[Record extracts Boundary: Start]

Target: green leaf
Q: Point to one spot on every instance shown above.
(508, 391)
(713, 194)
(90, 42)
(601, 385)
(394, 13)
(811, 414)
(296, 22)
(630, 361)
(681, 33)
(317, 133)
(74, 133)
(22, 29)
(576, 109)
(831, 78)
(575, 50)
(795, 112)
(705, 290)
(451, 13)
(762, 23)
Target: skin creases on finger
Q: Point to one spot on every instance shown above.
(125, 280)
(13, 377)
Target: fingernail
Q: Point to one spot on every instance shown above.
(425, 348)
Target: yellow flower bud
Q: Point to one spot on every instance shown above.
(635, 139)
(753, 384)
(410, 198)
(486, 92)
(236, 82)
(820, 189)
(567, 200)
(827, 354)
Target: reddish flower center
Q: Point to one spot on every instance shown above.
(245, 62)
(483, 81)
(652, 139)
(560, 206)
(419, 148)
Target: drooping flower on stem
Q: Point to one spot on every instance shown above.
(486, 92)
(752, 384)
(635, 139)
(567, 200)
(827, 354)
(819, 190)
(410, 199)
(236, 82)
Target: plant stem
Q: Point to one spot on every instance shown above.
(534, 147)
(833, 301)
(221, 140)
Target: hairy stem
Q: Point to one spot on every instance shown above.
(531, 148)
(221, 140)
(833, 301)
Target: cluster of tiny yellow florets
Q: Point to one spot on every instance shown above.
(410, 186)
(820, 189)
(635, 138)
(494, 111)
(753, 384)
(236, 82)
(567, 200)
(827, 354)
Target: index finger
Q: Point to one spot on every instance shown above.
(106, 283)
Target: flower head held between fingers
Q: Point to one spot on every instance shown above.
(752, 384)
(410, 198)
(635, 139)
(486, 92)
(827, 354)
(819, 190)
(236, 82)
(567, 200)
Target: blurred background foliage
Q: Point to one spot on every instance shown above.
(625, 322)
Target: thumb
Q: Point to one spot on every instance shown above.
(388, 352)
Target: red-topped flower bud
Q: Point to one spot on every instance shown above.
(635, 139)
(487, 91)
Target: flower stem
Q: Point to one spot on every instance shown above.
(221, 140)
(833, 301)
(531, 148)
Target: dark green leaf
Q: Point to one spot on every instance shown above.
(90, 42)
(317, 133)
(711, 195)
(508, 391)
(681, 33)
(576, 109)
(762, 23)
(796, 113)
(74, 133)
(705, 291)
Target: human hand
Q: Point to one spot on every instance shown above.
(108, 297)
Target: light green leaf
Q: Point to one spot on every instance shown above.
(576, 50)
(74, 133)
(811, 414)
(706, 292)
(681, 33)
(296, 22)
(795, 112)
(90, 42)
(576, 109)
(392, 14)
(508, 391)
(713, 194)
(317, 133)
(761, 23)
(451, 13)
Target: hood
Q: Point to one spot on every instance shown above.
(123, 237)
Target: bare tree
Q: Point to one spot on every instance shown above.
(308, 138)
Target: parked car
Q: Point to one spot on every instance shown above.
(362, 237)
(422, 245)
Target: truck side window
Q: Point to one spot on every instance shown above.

[Record extracts Boundary: End]

The records shown earlier should all be returned verbatim.

Target: green leaf
Q: Point to one spot on every instance shown above.
(508, 391)
(713, 194)
(90, 42)
(601, 385)
(394, 13)
(811, 414)
(296, 22)
(630, 361)
(681, 33)
(317, 133)
(74, 133)
(22, 29)
(576, 109)
(831, 78)
(575, 50)
(795, 112)
(705, 290)
(451, 13)
(762, 23)
Target: skin creases on finger
Q: Point to one spot on every instance shown above.
(125, 280)
(13, 377)
Target: fingernail
Q: Point to one spot on every instance shown above.
(425, 348)
Target: yellow flower bud
Q: Point to one spot on every instance shown above.
(635, 139)
(753, 384)
(410, 198)
(486, 92)
(236, 82)
(820, 189)
(567, 200)
(827, 354)
Target: reddish flower center
Q: Point to one spot on every instance shown above.
(245, 62)
(483, 81)
(652, 139)
(560, 206)
(419, 148)
Target: drooping flower on stem
Q: Point to one spot on every instance shown above.
(486, 92)
(752, 384)
(635, 139)
(567, 200)
(827, 354)
(819, 190)
(410, 199)
(236, 82)
Target: plant stem
Q: Point to one spot on every instance shown above.
(534, 147)
(833, 301)
(221, 140)
Target: hairy stem
Q: Point to one spot on every instance shown above.
(531, 148)
(221, 140)
(833, 301)
Target: cluster of tiny yellow florets
Q: Point to one spot on every instance shown above.
(410, 186)
(820, 189)
(635, 138)
(494, 111)
(753, 384)
(236, 82)
(567, 200)
(827, 354)
Target: index finger
Q: Point to one spot on every instance shown above.
(106, 283)
Target: flower head held between fingers
Q: Point to one spot on every instance shown above.
(752, 384)
(410, 198)
(635, 139)
(486, 92)
(827, 354)
(819, 190)
(236, 82)
(567, 200)
Target: blurred background foliage
Q: Point to one spot on every instance shown above.
(625, 322)
Target: thumb
Q: Point to one spot on every instance shown above.
(388, 352)
Target: red-topped flower bud
Q: Point to one spot on every instance shown above.
(635, 139)
(487, 91)
Target: flower stem
Q: Point to one spot on every instance shown above.
(221, 140)
(833, 301)
(531, 148)
Target: dark green leaf
Q: Point to one spot on every instance shown above.
(90, 42)
(317, 133)
(711, 195)
(508, 391)
(681, 33)
(576, 109)
(762, 23)
(796, 113)
(74, 133)
(705, 291)
Target: human hand
Q: Point to one spot on every instance shown above.
(108, 297)
Target: light green leaf
Q: Point to one spot on every instance shown above.
(576, 50)
(74, 133)
(811, 414)
(706, 292)
(681, 33)
(296, 22)
(795, 112)
(90, 42)
(576, 109)
(392, 14)
(508, 391)
(713, 194)
(317, 133)
(761, 23)
(451, 13)
Target: hood
Q: Point to one spot on every instance shown above.
(123, 237)
Target: bare tree
Q: Point to one spot on every instance shown above.
(308, 138)
Target: parked car
Q: Point to one spot on every instance shown above.
(362, 237)
(422, 245)
Target: truck side window
Q: Point to one spot on every instance shown above.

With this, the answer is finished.